* **WHAT NEEDS TO BE DONE**: Rewrite as a numbered list only the lines that begin at the one containing "Provide the mask of every instance of the stone platform" and end with the one containing "377L123 380L272 378L272", including both, and leave out any blank lines.

* **DATA EXCERPTS**:
━━━━━━━━━━

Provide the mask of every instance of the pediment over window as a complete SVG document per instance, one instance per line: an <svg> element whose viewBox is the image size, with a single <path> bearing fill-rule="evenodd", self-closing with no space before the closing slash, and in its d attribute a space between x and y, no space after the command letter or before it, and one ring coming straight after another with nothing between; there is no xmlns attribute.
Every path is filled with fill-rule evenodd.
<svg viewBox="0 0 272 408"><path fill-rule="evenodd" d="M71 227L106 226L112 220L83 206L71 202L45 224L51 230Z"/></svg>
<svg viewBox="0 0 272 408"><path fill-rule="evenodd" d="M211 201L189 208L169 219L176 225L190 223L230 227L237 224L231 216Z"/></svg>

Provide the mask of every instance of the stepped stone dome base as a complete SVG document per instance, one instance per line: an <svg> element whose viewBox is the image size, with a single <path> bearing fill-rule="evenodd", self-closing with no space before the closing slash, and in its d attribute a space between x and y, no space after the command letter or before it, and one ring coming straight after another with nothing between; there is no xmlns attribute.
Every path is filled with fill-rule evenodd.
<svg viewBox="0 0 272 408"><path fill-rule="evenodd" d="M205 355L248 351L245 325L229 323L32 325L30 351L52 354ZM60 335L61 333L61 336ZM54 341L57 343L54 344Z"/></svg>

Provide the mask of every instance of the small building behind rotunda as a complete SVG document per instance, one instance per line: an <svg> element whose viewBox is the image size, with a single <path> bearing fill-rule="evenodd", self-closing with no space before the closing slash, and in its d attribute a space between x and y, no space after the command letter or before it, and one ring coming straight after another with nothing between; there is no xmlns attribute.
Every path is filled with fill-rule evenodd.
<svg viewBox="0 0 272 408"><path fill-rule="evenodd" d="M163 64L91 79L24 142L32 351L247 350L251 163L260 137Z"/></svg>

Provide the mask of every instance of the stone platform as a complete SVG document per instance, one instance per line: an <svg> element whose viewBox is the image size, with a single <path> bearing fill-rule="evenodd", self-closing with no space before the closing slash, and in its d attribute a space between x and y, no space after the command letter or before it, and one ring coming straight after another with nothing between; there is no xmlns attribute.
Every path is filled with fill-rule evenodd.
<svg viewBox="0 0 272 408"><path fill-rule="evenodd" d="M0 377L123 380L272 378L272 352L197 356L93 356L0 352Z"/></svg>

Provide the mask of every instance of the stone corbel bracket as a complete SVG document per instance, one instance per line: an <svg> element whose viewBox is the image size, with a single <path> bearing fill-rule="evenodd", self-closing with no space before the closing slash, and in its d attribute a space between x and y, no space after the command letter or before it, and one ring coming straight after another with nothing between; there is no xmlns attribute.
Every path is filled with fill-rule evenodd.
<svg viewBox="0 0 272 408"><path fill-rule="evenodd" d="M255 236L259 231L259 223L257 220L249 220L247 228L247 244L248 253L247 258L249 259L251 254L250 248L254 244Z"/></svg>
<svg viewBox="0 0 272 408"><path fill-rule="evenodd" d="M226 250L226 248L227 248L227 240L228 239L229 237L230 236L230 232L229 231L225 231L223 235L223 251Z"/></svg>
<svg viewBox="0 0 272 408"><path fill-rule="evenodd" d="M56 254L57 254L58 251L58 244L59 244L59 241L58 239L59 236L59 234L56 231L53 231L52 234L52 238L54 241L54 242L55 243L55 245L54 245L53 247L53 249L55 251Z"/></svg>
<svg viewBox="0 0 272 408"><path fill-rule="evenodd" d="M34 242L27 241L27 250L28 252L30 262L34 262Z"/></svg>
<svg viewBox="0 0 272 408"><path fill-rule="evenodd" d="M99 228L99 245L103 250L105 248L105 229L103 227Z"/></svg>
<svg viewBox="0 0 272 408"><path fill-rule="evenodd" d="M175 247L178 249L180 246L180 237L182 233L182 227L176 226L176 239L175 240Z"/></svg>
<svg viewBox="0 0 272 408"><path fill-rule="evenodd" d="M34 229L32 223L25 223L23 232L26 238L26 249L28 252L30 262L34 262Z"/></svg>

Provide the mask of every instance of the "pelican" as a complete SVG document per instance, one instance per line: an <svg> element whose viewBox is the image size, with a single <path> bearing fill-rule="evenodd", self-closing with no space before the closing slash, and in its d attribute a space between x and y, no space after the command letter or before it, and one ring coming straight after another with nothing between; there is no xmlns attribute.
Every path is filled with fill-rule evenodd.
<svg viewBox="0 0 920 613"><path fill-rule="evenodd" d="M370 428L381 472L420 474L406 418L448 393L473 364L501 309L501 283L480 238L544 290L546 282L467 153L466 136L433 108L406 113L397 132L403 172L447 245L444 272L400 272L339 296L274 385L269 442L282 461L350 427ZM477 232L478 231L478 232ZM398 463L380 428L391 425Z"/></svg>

━━━━━━━━━━

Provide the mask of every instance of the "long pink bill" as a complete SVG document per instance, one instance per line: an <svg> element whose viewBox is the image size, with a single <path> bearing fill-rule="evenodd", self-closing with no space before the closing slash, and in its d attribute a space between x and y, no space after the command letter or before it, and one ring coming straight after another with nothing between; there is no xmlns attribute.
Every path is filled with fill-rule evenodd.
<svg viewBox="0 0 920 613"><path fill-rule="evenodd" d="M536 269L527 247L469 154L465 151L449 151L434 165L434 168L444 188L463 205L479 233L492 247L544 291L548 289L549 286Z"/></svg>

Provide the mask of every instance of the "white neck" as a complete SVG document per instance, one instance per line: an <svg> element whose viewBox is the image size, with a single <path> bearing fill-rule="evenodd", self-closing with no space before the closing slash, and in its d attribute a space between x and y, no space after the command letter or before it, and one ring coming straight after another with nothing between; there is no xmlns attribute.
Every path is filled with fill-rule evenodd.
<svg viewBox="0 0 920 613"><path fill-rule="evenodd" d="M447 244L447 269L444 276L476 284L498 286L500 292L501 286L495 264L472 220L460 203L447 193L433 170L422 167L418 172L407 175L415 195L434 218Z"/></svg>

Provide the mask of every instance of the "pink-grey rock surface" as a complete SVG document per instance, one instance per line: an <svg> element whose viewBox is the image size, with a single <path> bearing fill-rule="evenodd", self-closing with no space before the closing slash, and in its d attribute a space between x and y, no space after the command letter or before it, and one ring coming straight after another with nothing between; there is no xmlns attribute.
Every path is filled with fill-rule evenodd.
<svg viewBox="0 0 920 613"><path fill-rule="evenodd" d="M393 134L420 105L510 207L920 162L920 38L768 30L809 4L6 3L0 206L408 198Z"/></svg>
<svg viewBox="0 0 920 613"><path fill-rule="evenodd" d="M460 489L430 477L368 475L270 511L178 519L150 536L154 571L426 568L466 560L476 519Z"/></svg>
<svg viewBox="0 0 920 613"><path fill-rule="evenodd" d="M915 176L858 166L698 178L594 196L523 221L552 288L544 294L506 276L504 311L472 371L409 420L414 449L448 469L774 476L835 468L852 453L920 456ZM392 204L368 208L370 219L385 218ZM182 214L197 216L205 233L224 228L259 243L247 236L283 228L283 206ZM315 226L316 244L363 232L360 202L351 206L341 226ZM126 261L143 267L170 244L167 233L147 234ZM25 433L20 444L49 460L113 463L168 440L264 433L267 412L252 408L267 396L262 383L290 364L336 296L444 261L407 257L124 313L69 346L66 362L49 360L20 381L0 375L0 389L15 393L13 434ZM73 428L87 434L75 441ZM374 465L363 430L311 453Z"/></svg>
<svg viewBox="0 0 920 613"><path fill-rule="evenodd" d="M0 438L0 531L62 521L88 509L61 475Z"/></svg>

━━━━━━━━━━

* **OUTPUT OF THE TASK**:
1. Provide the mask of every instance of the stone platform as a complete SVG document per instance, one instance per line: an <svg> element whose viewBox is the image size, with a single <path> bearing fill-rule="evenodd", self-closing with no space before the closing slash, and in its d attribute a space between x and y, no space after the command letter or before it, and one ring coming straight after another with nothing between; there is no xmlns attribute.
2. Every path is filled with fill-rule evenodd.
3. <svg viewBox="0 0 272 408"><path fill-rule="evenodd" d="M0 377L123 380L272 378L272 352L197 356L93 356L0 352Z"/></svg>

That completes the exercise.